# Given instruction
Please extend the passage on probabilistic databases below, starting right after its last sentence.

# Document passage
Most real databases contain data whose correctness is uncertain. In order to work with such data, there is a need to quantify the integrity of the data. This is achieved by using probabilistic databases.
A probabilistic database is an uncertain database in which the possible worlds have associated probabilities. Probabilistic database management systems are currently an active area of research. "While there are currently no commercial probabilistic database systems, several research prototypes exist..." [1]
Probabilistic databases distinguish between the logical data model and the physical representation of the data much like relational databases do in the ANSI-SPARC Architecture. In probabilistic databases this is even more crucial since such databases have to represent very large numbers of possible worlds, often exponential in the size of one world (a classical database), succinctly. [2] [3]
In a probabilistic database, each tuple is associated with a probability between 0 and 1, with 0 representing that the data is certainly incorrect, and 1 representing that it is certainly correct.
A probabilistic database could exist in multiple states. For example, if there is uncertainty about the existence of a tuple in the database, then the database could be in two different states with respect to that tuple—the first state contains the tuple, while the second one does not. Similarly, if an attribute can take one of the values x, y or z, then the database can be in three different states with respect to that attribute.
Each of these states is called a possible world.
Consider the following database:
A | B |
---|---|
a1 | b1 |
a2 | b2 |
a3 | {b3, b3′, b3′′} |
(Here {b3, b3′, b3′′} denotes that the attribute can take any of the values b3, b3′ or b3′′)
Then the actual state of the database may or may not contain the first tuple (depending on whether it is correct or not). Similarly, the value of the attribute B may be b3, b3′ or b3′′.

# Material shown
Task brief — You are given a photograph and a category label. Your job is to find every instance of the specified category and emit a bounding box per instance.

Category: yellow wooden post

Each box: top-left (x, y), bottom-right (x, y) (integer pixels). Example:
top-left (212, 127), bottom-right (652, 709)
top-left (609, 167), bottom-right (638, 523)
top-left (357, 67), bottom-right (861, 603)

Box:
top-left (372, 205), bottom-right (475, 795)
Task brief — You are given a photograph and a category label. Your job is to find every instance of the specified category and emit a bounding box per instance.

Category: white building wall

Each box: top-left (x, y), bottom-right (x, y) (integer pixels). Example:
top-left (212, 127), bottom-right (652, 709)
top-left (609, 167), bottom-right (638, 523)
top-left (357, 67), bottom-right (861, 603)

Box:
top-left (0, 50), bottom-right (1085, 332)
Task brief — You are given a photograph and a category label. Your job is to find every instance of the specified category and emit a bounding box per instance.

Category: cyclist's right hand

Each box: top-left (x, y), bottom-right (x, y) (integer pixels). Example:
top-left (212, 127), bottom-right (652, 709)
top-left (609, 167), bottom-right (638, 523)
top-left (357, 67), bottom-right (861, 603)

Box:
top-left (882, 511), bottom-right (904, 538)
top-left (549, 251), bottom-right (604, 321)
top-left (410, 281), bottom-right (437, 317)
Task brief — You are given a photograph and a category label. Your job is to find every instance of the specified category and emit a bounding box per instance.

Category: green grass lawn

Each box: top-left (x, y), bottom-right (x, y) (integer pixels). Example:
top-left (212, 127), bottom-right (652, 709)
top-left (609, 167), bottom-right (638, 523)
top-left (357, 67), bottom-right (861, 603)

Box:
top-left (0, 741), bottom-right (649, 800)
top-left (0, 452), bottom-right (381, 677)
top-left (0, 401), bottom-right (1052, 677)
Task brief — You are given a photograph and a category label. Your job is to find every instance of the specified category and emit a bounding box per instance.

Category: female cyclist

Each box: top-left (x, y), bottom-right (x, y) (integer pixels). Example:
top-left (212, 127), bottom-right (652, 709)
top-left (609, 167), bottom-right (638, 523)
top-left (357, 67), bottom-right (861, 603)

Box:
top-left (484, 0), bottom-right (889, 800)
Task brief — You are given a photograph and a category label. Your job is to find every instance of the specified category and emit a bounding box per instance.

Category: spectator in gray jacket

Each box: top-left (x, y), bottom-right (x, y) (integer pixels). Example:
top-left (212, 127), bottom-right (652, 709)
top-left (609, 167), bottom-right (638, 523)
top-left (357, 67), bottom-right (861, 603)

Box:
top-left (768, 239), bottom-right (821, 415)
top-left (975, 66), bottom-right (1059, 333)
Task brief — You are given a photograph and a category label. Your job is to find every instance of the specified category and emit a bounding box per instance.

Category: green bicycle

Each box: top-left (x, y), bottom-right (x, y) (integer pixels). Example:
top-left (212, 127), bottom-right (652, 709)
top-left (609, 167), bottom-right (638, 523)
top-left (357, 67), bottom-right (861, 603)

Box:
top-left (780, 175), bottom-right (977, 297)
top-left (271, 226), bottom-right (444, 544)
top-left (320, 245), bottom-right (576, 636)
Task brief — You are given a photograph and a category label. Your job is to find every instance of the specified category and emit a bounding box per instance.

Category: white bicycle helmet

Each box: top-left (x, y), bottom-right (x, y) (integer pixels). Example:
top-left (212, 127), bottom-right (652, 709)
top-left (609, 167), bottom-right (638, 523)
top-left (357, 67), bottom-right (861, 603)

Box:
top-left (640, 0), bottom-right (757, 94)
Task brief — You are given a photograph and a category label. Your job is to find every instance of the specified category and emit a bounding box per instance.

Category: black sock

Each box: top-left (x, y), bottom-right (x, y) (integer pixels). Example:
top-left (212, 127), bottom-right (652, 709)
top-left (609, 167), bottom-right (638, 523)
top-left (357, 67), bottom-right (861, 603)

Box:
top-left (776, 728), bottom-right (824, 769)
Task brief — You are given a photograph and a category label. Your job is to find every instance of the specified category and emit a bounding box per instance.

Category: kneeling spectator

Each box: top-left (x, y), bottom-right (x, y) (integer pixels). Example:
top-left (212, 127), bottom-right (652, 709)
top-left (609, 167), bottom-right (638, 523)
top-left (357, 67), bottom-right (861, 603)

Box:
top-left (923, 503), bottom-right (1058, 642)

# Written response
Consequently, the possible worlds corresponding to the database are as follows:
A | B |
---|---|
a1 | b1 |
a2 | b2 |
a3 | b3 |
A | B |
---|---|
a1 | b1 |
a2 | b2 |
a3 | b3′ |
A | B |
---|---|
a1 | b1 |
a2 | b2 |
a3 | b3′′ |
A | B |
---|---|
a2 | b2 |
a3 | b3 |
A | B |
---|---|
a2 | b2 |
a3 | b3′ |
A | B |
---|---|
a2 | b2 |
a3 | b3′′ |
There are essentially two kinds of uncertainties that could exist in a probabilistic database, as described in the table below:
Tuple-level uncertainty | Attribute-level uncertainty |
---|---|
Uncertainty if a tuple is correct or not, that is, whether it should exist in the database or not. | Uncertainty about the values that an attribute of a tuple can take, that is, it could take one of the several possible values. |
Corresponding to each uncertain tuple, there are two possible worlds: one which includes the tuple while the other which does not. | Corresponding to each uncertain attribute which can take one of the values a1,...,an, there are n possible worlds. |
Tuple-level uncertainty can be seen as a boolean random variable associated with each uncertain tuple. | Attribute-level uncertainty can be seen as a random variable associated with each uncertain attribute which can take values a1,...,an. |
By assigning values to random variables associated with the data items, different possible worlds can be represented.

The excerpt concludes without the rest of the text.